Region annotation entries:
━━━━━━
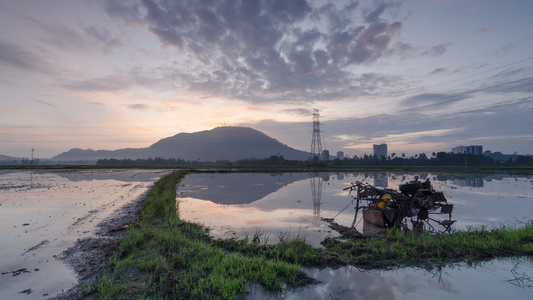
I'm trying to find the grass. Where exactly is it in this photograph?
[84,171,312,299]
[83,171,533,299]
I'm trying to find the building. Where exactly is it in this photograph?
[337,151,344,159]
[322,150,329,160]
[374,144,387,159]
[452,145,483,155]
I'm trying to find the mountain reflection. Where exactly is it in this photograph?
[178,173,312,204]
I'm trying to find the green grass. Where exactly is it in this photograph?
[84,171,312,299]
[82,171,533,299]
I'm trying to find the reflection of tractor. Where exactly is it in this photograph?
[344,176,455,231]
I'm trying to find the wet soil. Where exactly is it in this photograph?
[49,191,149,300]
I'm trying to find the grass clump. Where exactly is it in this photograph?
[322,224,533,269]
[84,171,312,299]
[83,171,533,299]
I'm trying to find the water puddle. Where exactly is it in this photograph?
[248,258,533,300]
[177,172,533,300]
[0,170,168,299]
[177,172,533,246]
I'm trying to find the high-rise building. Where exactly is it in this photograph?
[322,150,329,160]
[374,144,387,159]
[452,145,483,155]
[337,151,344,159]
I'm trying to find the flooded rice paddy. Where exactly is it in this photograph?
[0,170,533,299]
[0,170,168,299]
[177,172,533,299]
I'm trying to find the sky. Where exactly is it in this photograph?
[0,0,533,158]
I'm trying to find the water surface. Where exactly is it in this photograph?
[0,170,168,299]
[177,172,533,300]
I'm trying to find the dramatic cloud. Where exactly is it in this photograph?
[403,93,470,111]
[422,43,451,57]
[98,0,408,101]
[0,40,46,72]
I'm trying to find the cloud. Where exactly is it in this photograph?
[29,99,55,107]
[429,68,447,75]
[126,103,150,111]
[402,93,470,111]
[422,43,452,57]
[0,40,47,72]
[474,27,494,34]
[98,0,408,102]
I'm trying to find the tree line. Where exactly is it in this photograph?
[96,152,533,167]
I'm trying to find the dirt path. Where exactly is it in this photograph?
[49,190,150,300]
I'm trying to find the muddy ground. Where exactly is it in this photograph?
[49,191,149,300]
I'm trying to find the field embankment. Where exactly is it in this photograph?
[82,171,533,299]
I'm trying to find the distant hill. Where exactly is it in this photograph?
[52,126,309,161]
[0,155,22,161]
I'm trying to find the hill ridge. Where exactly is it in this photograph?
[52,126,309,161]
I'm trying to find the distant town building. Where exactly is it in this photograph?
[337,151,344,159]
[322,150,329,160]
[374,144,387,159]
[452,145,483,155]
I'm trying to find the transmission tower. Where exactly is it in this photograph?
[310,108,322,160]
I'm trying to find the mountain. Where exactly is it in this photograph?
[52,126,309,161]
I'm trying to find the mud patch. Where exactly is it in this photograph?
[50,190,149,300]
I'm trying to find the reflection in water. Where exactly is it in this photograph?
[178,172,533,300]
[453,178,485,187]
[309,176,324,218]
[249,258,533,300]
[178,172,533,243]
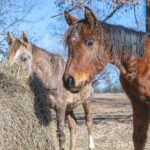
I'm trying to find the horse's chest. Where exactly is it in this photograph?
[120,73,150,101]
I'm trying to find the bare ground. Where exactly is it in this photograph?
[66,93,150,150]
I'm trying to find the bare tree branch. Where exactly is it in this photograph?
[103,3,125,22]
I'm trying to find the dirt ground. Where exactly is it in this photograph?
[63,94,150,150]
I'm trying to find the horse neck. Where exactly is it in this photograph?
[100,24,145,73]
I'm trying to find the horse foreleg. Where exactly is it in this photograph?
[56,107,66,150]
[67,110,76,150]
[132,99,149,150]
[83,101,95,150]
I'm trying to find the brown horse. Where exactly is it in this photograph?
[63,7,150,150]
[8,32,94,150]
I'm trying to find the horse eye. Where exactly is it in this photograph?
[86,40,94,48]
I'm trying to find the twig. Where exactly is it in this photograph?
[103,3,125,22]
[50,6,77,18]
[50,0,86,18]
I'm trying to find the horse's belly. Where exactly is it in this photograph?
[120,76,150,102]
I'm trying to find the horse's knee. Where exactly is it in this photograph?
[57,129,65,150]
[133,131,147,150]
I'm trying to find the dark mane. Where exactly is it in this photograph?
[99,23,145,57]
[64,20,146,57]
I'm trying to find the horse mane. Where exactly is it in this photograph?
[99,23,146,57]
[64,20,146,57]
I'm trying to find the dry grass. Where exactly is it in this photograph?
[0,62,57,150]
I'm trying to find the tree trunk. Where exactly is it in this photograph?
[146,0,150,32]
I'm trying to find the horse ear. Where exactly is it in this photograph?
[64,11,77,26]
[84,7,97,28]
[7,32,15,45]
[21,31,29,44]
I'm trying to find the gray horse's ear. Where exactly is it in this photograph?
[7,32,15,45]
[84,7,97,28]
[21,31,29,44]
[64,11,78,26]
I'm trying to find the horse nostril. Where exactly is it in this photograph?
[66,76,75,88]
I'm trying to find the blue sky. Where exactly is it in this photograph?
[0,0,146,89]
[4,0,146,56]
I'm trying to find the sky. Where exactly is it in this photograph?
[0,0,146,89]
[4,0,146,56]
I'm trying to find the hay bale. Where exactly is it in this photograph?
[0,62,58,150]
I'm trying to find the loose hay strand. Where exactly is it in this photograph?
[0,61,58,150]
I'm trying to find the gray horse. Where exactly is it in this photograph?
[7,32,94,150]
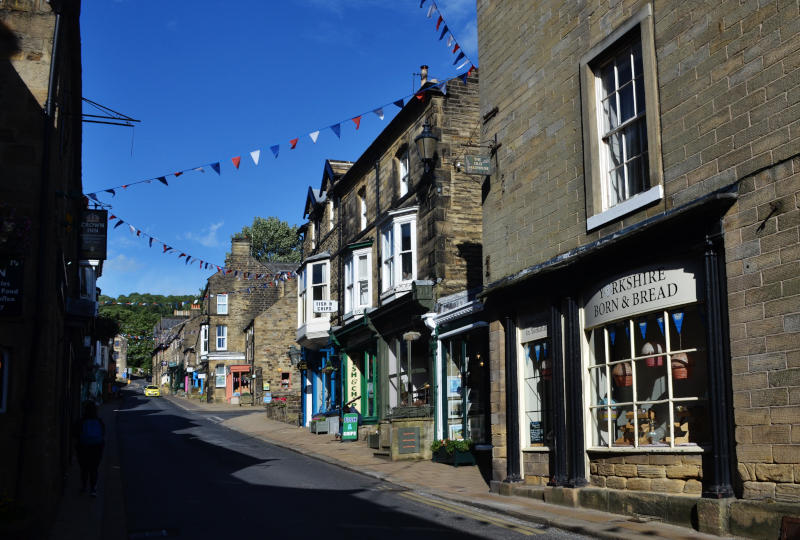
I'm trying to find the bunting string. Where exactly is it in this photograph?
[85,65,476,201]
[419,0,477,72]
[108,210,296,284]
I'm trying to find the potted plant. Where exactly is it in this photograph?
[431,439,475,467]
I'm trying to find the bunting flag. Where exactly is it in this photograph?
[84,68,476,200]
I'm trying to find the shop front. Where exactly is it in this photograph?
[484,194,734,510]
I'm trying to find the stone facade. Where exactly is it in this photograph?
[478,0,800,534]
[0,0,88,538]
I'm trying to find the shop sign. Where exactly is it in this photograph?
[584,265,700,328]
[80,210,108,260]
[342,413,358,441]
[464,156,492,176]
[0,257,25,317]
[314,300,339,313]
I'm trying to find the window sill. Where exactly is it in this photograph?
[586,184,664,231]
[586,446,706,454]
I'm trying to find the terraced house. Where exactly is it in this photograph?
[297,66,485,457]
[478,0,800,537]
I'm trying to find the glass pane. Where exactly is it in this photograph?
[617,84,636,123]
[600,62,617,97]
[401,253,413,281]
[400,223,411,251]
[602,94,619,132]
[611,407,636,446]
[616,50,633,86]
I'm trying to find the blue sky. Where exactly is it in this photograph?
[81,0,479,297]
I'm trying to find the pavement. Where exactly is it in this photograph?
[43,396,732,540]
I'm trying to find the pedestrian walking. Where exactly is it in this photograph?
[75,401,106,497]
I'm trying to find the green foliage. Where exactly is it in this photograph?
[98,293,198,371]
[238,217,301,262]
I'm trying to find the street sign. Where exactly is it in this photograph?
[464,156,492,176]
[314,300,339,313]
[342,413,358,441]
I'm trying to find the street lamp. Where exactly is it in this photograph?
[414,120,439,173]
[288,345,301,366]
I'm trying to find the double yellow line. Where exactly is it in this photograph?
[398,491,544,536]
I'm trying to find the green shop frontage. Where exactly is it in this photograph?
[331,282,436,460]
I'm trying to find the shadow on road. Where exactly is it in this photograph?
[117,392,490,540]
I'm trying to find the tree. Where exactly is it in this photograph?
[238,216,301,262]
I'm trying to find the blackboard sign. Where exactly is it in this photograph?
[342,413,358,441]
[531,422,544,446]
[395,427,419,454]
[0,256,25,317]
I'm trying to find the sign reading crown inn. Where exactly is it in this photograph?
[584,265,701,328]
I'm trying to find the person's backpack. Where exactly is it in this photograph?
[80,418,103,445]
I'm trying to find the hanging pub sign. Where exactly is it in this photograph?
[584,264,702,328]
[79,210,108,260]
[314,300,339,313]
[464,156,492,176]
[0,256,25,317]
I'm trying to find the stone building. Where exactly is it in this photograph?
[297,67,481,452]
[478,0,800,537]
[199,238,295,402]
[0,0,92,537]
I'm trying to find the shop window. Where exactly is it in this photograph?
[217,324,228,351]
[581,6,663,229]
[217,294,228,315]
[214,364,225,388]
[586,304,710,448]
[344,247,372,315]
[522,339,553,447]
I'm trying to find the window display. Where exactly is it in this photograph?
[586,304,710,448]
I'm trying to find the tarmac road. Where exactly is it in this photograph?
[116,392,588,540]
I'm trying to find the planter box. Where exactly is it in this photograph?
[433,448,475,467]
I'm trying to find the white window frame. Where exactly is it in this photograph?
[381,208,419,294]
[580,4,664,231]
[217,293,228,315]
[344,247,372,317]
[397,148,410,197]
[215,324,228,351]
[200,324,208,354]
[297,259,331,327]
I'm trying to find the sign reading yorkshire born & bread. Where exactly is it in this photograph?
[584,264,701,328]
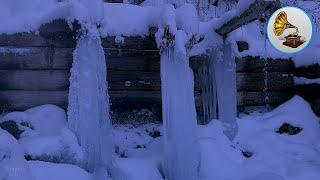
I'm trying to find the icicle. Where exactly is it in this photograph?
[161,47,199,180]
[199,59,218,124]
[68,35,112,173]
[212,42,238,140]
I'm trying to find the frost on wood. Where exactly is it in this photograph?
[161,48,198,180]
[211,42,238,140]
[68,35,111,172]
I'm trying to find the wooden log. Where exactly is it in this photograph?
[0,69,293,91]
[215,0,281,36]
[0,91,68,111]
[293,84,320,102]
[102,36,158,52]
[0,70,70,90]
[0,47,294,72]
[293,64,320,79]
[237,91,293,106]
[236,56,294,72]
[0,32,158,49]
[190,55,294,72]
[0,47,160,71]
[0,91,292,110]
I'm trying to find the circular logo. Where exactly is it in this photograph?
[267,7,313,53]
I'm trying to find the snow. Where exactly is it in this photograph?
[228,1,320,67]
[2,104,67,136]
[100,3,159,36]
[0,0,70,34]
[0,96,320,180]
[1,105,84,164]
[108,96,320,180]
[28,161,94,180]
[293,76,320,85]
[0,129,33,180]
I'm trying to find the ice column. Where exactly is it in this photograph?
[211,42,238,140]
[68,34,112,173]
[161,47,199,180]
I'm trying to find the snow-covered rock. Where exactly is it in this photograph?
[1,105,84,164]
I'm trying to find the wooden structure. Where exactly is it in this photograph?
━━━━━━
Task instructions:
Format the lines of the listing as a Markdown table with the columns Row and Line. Start at the line containing "I'm trying to find the wet", stop after the line containing "[177,172,533,246]", number each line, and leave out blank lines.

Complete answer:
| Row | Line |
|---|---|
| 1 | I'm trying to find the wet soil. Where exactly is it in this photograph? |
| 2 | [49,191,149,300] |
| 3 | I'm trying to find the grass clump. Where exactly is it in this photograph? |
| 4 | [322,224,533,269] |
| 5 | [84,171,312,299] |
| 6 | [83,171,533,299] |
| 7 | I'm trying to find the water puddle. Where exactly is it in this photograph? |
| 8 | [248,258,533,300] |
| 9 | [177,172,533,300] |
| 10 | [0,170,168,299] |
| 11 | [177,172,533,246] |